Work instruction
Copy exactly the stretch of data below from the line with "Category: person walking in background" through the line with "Category: van tire", including both of those lines.
[Data shown Boundary: Start]
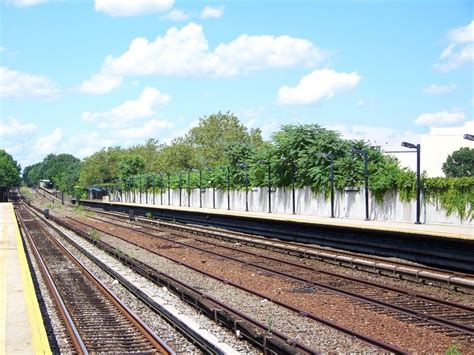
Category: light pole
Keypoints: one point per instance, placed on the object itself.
[Data shown Boundary: End]
[Data shown Boundary: Start]
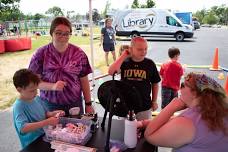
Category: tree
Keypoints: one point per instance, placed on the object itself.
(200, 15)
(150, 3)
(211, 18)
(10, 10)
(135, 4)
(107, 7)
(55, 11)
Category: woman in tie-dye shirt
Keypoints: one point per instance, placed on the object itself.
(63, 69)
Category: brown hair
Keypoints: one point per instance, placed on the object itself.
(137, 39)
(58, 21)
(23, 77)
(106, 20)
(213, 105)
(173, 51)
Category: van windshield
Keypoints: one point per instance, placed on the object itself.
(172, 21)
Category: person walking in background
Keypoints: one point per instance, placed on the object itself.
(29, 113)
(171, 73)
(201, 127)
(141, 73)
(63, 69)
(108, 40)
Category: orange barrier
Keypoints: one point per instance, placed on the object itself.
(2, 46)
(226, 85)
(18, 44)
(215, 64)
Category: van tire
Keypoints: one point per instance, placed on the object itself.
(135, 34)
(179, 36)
[Data shown Boundary: End]
Task result
Category: person walking in background
Keypoints: one point per instance, placed on the object itself.
(29, 113)
(171, 73)
(201, 127)
(141, 73)
(63, 69)
(108, 40)
Category: orange barrier
Keypoints: one point per instance, placed on the object itself.
(2, 46)
(226, 85)
(18, 44)
(215, 64)
Category: van tire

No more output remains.